Provided passage:
..........
So I got rejected from Yale.

On January 31st.

I found this out just the other day. I called because I still had not heard a decision or received any letter and thought it only fair that 8 months and a graduation later, I should receive some kind of answer.

And from the Jabba-the-hut sounding unhelpful woman with whom I've spoken in the past, I got, "Uh... your letter was already mailed out... on January 31st." "Uhm... okay. So what was the response?" "Uh, no." "Uhm, okay, thanks."

And then I called back because it hit me that the woman might not think to send the letter back out to me. I got a different, far more helpful woman this time, who agreed to mail the letter to me again, but also told me Yale's "policy":

They will not check to see about an applicant's file's status until after May 1st. All the times I'd called (definitely more than once after Jan 31st) when I was told that a decision had not been made, the person who gave me that information was lying because that person, pursuant to Yale's policy, did not actually look up my information. Because, as the kind and helpful woman put it, Yale has so many applicants (point of fact, because of Yale's extremely low acceptance rate and small class, they actually get only about 4000-5000 applications, far fewer than many other law schools, like Georgetown, for instance, which gets 12000 applications) that they just don't have time to constantly check. So, rather than check, they have a policy of not actually looking up anyone's file until May 1st and just consistently saying that "no decision has been reached" because obviously if a decision had been reached then the applicant would probably know by then or shortly (if it were a rejection coming in the mail) and there would be no problem.
..........
Dataset records:
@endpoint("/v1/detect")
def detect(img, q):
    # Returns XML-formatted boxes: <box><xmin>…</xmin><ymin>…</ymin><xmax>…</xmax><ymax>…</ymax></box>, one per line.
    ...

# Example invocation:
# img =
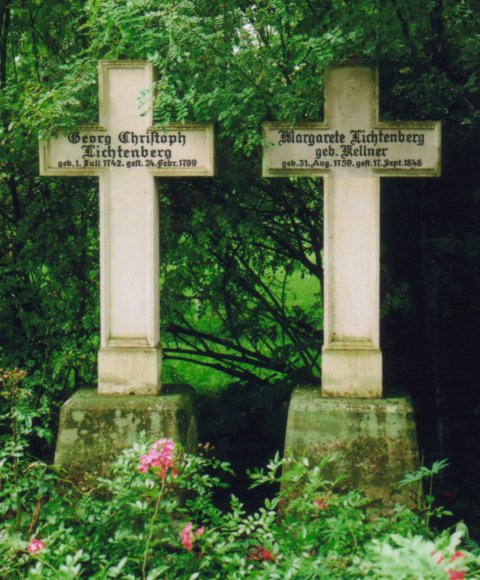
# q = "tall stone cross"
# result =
<box><xmin>263</xmin><ymin>62</ymin><xmax>441</xmax><ymax>397</ymax></box>
<box><xmin>40</xmin><ymin>61</ymin><xmax>214</xmax><ymax>395</ymax></box>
..........
Problem details: Reproduce verbatim the stretch of the Yale rejection post from "I found this" through "kind of answer.". The material comes from a separate source, unrelated to the text.

Response box:
I found this out just the other day. I called because I still had not heard a decision or received any letter and thought it only fair that 8 months and a graduation later, I should receive some kind of answer.